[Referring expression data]
------------------------------------------------------------------------

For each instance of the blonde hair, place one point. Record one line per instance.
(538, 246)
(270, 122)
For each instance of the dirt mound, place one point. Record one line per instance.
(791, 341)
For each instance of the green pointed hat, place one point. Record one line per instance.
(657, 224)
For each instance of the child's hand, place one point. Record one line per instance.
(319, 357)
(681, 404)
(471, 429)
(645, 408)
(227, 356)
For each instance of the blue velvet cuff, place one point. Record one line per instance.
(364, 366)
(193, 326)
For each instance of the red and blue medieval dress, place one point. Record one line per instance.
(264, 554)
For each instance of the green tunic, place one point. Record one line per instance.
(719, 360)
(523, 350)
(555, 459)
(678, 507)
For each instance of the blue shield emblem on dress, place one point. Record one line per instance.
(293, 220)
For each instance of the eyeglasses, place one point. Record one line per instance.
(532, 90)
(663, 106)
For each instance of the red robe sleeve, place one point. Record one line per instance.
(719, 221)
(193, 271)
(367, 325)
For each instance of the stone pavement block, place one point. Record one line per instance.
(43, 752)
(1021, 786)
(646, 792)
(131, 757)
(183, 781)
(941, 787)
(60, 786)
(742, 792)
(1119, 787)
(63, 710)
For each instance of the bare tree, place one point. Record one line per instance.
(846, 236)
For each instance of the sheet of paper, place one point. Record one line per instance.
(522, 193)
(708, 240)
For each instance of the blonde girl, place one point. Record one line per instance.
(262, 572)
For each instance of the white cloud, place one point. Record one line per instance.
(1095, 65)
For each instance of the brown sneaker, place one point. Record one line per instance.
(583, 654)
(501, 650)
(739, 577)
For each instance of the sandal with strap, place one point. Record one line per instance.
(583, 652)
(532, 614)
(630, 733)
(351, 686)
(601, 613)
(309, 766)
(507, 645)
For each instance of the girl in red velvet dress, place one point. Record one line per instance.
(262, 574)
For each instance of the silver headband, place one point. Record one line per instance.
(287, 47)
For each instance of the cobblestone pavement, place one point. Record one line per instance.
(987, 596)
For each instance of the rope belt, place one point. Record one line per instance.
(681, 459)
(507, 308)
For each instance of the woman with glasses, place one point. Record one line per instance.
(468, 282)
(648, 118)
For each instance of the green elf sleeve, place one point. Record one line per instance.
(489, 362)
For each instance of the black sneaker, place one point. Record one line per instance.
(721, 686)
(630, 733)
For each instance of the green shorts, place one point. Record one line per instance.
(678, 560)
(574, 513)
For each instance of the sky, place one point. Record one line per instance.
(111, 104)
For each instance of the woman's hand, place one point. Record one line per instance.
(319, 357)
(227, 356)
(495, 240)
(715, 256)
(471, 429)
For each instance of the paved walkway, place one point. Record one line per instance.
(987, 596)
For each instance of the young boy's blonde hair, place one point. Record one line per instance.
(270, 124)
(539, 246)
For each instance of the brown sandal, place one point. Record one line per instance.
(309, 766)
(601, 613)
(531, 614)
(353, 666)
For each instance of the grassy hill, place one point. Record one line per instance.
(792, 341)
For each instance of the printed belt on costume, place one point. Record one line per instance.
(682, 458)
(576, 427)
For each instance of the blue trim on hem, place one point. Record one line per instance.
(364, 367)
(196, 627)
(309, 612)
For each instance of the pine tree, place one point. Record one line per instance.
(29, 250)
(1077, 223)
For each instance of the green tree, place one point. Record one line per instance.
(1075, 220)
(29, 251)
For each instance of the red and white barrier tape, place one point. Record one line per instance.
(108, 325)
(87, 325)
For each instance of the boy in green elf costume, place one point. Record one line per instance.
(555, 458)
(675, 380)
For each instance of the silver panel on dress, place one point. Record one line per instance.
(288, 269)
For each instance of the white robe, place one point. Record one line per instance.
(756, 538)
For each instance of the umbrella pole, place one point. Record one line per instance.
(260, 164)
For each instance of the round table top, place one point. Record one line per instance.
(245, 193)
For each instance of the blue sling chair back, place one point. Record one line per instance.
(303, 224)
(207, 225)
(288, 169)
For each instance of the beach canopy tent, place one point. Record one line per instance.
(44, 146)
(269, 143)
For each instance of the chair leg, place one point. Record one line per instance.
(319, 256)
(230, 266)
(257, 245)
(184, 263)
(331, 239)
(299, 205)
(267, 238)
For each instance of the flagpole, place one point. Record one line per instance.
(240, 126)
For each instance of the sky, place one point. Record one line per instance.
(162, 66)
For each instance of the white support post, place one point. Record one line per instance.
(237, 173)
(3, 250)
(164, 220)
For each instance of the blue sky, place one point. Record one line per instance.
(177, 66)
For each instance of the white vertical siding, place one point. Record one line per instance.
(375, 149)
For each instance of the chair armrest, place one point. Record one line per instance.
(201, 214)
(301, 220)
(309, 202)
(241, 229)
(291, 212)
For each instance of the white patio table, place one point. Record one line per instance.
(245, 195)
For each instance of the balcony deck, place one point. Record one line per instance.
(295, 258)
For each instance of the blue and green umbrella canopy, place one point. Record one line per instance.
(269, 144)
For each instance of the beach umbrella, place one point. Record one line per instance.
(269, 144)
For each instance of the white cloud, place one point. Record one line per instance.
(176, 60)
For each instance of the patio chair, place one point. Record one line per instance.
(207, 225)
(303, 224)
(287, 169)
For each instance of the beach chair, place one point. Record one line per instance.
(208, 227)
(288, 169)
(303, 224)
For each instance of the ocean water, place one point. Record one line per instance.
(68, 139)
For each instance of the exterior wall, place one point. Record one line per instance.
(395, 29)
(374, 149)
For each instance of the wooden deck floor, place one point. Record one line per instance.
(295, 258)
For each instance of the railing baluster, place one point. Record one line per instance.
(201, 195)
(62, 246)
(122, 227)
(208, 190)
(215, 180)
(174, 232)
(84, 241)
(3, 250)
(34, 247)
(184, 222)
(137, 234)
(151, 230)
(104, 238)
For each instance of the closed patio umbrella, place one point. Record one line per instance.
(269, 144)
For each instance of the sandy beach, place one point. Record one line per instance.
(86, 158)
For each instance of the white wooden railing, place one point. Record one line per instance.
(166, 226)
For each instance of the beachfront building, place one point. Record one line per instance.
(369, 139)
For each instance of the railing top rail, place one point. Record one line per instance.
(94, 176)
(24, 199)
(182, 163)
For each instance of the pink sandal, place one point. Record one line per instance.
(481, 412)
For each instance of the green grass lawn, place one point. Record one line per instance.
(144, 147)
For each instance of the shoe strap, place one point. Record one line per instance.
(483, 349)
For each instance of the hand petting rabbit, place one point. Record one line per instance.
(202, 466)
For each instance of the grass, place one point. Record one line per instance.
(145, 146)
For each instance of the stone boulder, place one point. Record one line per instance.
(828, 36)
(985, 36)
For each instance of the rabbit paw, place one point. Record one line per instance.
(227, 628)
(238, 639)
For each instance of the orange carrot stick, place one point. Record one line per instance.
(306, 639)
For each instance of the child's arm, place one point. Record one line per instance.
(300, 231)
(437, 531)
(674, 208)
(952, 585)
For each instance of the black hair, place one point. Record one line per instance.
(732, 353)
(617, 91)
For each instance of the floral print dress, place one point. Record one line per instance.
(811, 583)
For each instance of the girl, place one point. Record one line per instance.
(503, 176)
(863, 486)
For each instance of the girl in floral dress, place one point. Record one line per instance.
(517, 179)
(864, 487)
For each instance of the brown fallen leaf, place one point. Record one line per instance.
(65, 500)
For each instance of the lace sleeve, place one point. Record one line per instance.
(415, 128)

------------------------------------------------------------------------

*WORK ORDER*. Please write out the records from above, keeping every line exact.

*RESULT FOR THIS EXERCISE*.
For each instance of the blonde hair, place one point. Record one line per instance.
(538, 246)
(270, 122)
For each instance of the dirt mound, place one point. Record one line per instance.
(791, 341)
For each instance of the green pointed hat, place one point. Record one line per instance.
(657, 224)
For each instance of the child's hand, place one point. Record one line per instance.
(319, 357)
(681, 404)
(471, 429)
(645, 408)
(227, 356)
For each instance of the blue velvet cuff, place one point. Record one line per instance.
(364, 366)
(193, 326)
For each instance of the red and blue medieval dress, place one point. Record one line per instance.
(264, 554)
For each instance of the green tunic, place one point. Record one line per instance.
(719, 360)
(523, 350)
(555, 459)
(678, 507)
For each instance of the blue shield emblem on dress, place one point. Record one line per instance.
(293, 220)
For each instance of the eyeglasses, place one point. Record one line per instance.
(532, 90)
(663, 106)
For each instance of the red robe sleeve, place one point. Record one line per instance.
(719, 221)
(193, 271)
(367, 325)
For each instance of the stone pavement block, place one point. Record one line per instance.
(43, 752)
(1021, 786)
(646, 792)
(131, 757)
(183, 781)
(941, 787)
(60, 786)
(742, 792)
(1119, 787)
(63, 710)
For each instance of the bare tree, place one point. Record one line per instance.
(846, 236)
For each instance of the sheet of paper, place one point. Record one line per instance.
(522, 193)
(708, 240)
For each instance of the blonde girl, place one point. Record one line per instance.
(262, 572)
For each instance of the white cloud, place one point. Record one line per instance.
(1095, 65)
For each instance of the brown sneaker, place one point. Record one line per instance.
(583, 654)
(501, 650)
(739, 577)
For each instance of the sandal with strap, place one point. Record one line per instance.
(583, 652)
(532, 614)
(630, 733)
(351, 686)
(601, 613)
(309, 766)
(507, 645)
For each instance of the girl in red velvet dress, place one point. Record one line per instance.
(262, 574)
For each instance of the silver headband, place one point. Record one line per instance.
(287, 47)
For each instance of the cobblestone pavement, place one point. Record one line per instance.
(987, 596)
For each instance of the rope belt, place one point. Record one line per instance.
(681, 459)
(507, 308)
For each instance of the woman with glasses, place one point. Record one line per instance.
(468, 282)
(648, 118)
For each instance of the green elf sleeve, place one point. Record one line per instance.
(489, 362)
For each instance of the black sneaker, place one point. Record one line per instance.
(721, 686)
(630, 733)
For each instance of the green shorts, place one point. Record one line per instance.
(678, 560)
(574, 513)
For each instance of the sky, place one point. Record one line per instance.
(111, 104)
For each instance of the woman's hand, place one point. Record one line per instance.
(319, 357)
(227, 356)
(495, 240)
(715, 256)
(471, 429)
For each instance of the paved walkway, place one point. Record one line per instance.
(987, 596)
For each instance of the young boy's blonde hair, place one point. Record one line per instance.
(270, 124)
(539, 246)
For each instance of the brown sandal, place one point. Record one line per instance.
(309, 766)
(601, 613)
(531, 614)
(353, 666)
For each instance of the grassy hill, place one point. Record one line per instance.
(792, 341)
For each instance of the printed belt on costume, place one point. Record one line per instance.
(682, 458)
(576, 427)
For each instance of the blue trim on hem, place one point. Record one line per instance.
(364, 367)
(196, 627)
(309, 612)
For each instance of the pine tree, place one point. Record one line per instance.
(29, 250)
(1077, 223)
For each instance of the green tree, place one point. Record one line per instance.
(1075, 220)
(29, 251)
For each instance of the red and white barrier tape, place one point. Record one line per instance.
(108, 325)
(87, 325)
For each instance of the boy in green elf costume, place one point. Record one line per instance.
(555, 458)
(675, 380)
For each instance of the silver panel on dress, place one point. Record one line per instance.
(288, 269)
For each instance of the white robe, place one point. Record one line per instance.
(756, 538)
For each instance of the umbrella pole, place one point. Record one line per instance.
(260, 164)
For each instance of the round table top, place one point. Record one line per instance.
(245, 193)
For each instance of the blue sling chair back, place one point. Record one line per instance.
(303, 224)
(207, 225)
(288, 169)
For each instance of the beach canopy tent, place one point. Record one line per instance.
(44, 146)
(269, 143)
For each instance of the chair leg, place one point. Record one line per instance.
(319, 256)
(230, 266)
(257, 245)
(184, 263)
(331, 239)
(299, 205)
(267, 238)
For each instance of the flagpole, place one point. Record one line per instance.
(240, 126)
For each instance of the sky, place one point. Record one line per instance.
(162, 66)
For each instance of the white support post, place one point. Record one line per instance.
(237, 173)
(3, 250)
(164, 220)
For each instance of the blue sky, place one point. Record one line per instance.
(177, 66)
For each instance of the white vertical siding, place one point. Record one line per instance.
(375, 149)
For each instance of the chair armrest, place one point. Record one line per instance.
(201, 214)
(301, 220)
(309, 202)
(241, 229)
(291, 212)
For each instance of the white patio table, place one point. Record one line per instance.
(245, 195)
For each instance of the balcony deck, place one point. Record one line per instance.
(295, 258)
For each instance of the blue and green umbrella canopy, place one point. Record one line per instance.
(269, 144)
For each instance of the beach umbrella, place one point. Record one line per instance.
(269, 144)
For each instance of the white cloud, place one point. Record one line per instance.
(176, 60)
For each instance of the patio chair, place one point. Record one line per instance.
(207, 225)
(303, 224)
(287, 169)
For each instance of the beach chair, place one point. Record one line per instance.
(208, 227)
(288, 169)
(303, 224)
For each instance of the ocean water, place one point. Record one line per instance.
(68, 139)
For each instance of the exterior wall, place one point. Record one line per instance.
(395, 29)
(374, 149)
For each instance of the wooden deck floor, place one point. Record one line per instance.
(295, 258)
For each instance of the railing baluster, place one point. Record one line per instance.
(201, 195)
(62, 246)
(122, 227)
(208, 190)
(215, 180)
(174, 232)
(84, 241)
(3, 250)
(34, 247)
(184, 222)
(137, 234)
(151, 230)
(104, 238)
For each instance of the closed patio umbrella, place one point. Record one line per instance.
(269, 144)
For each instance of the sandy beach, place one point. Record one line per instance.
(86, 158)
For each instance of the white wooden railing, place one point. Record one line per instance.
(166, 226)
For each instance of the beachfront building, place one point. Record one line per instance.
(369, 139)
For each instance of the railing top rail, place one point. Record one line per instance.
(94, 176)
(24, 199)
(182, 163)
For each instance of the pink sandal, place one point. Record one line per instance.
(481, 412)
For each instance of the green grass lawn, place one point. Record one line per instance.
(144, 147)
For each instance of the shoe strap, place one point. Record one line per instance.
(483, 349)
For each instance of the hand petting rabbit, place one point. Record one line per instance.
(202, 466)
For each instance of the grass, place one point. Record one line per instance.
(145, 146)
For each instance of the stone boulder, place one point. Record one line per instance.
(828, 36)
(985, 36)
For each instance of the rabbit paw, place one point. Record one line per instance.
(227, 628)
(238, 639)
For each instance of the orange carrot stick, place one point. Record one line per instance.
(306, 639)
For each instance of the child's arm, place one point. Record one line per instance.
(300, 231)
(437, 531)
(674, 208)
(952, 585)
For each instance of the black hair, place one point. Record one line per instance.
(732, 353)
(617, 91)
For each instance of the floral print dress, place one point. Record one line per instance.
(811, 583)
For each instance of the girl, place one point. Record one line per instance.
(503, 176)
(863, 486)
For each instance of the girl in floral dress, place one point. Record one line per instance.
(517, 179)
(864, 487)
For each instance of the brown fallen leaf, place one point. Record one line per instance.
(65, 500)
For each instance of the lace sleeve, place one point. Record one line per instance.
(415, 128)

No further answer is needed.